**** Reading passage ****

In this paper, we propose a novel preference-based learning method, called discounted preference bandits (DPBs), to address time-varying preferences. First, our algorithm is inherently adaptive to time-varying environments by updating parameters based on penalized likelihood. Second, we theoretically demonstrate a no-regret convergence for the proposed method. In the simulation, the proposed method outperforms existing methods [3,5,6,7] in terms of cosine similarity, simple regret, and cumulative regret in time-varying scenarios. Finally, simulation and real-world user studies confirm that the proposed method successfully adapts to time-varying scenarios, especially with respect to robot behavior adaptation and environmental changes.

2. Related Work

2.1. Active Preference-Based Learning

Preference-based learning facilitates learning reward functions by asking queries as a form of comparison. Active learning techniques [4,5,6] have been studied concurrently to address data inefficiency problems. However, prior studies on preference-based learning [3,4,5,6,7,8,9] have always considered static reward functions. Attempts have been made to address non-stationary preferences [11], but a limitation remains in the form of multiple different reward functions defined and the time-varying property represented as a transition among the reward functions. Therefore, in this paper, we mainly consider a time-varying reward function.

2.2. Bandits for Preference-Based Learning

Our research concentrates on developing algorithms for service robots in passive scenarios, adapting to individuals’ changing preferences while providing services. Prior bandit studies [14,15,16] for time-varying preference focus on collaborative tasks where humans are actively engaged in tasks, especially in scenarios where human preference changes based on task understanding and robot dynamics. Hence, we contemplate a framework that learns solely from preference labels provided by humans, rather than relying on data where people explicitly indicate preferred actions [14] or reveal sequences of their behaviors [15]. We consider the contextual bandit framework studied to address drifting environments with time-varying parameters [17,18]. Particularly, in [18], the estimator is studied based on the time-varying generalized linear model by using a discount factor

γ

to penalize old actions and rewards. We extend these ideas [17,18] to preference-based learning by applying them to the time-varying logistic bandit. While our convergence analysis techniques are similar to [17,18], we introduce a different design matrix and query selection rules.

**** Supplied information ****

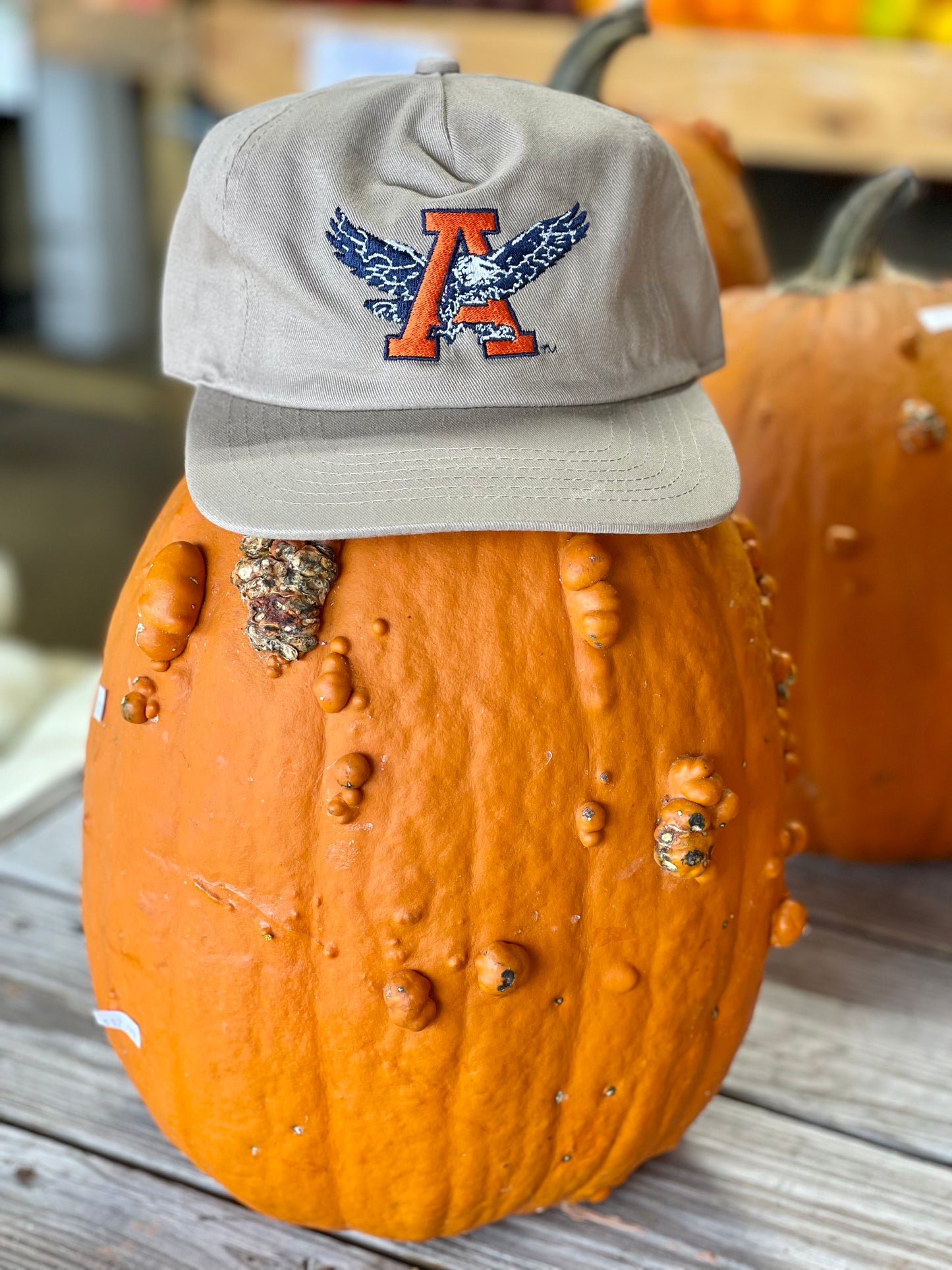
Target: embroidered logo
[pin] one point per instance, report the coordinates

****

### Set problem
According to the passage on discounted preference bandits, on which measures does the proposed method outperform existing methods in the simulation? The data come from a separate source, not from the passage on discounted preference bandits.

### Task output
Cosine similarity, simple regret, and cumulative regret.